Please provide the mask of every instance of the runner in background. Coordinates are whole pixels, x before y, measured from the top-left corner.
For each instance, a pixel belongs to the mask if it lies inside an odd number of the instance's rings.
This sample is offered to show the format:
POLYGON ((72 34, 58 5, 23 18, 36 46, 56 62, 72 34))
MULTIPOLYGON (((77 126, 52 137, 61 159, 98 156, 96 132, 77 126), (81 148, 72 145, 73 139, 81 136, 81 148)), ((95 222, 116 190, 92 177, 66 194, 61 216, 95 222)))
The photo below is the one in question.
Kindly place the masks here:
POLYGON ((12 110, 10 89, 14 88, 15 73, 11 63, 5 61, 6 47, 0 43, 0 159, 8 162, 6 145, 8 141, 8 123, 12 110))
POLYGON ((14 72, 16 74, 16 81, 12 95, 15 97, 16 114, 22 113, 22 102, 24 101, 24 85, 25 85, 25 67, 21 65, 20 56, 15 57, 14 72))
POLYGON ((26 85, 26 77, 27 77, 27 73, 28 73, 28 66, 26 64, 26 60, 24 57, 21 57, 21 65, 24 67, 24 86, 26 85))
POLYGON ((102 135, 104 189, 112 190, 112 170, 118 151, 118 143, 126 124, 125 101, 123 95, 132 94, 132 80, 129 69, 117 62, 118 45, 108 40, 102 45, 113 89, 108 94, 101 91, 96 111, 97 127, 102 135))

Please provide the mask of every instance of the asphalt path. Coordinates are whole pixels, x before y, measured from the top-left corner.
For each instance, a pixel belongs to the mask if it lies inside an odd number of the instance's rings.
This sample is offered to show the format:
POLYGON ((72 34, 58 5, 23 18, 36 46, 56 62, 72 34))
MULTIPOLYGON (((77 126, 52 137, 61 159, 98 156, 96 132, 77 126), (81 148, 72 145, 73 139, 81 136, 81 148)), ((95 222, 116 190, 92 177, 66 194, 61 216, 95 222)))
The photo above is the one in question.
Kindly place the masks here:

----------

Nothing but a number is asked for: how many lines of the records contain the word "left"?

2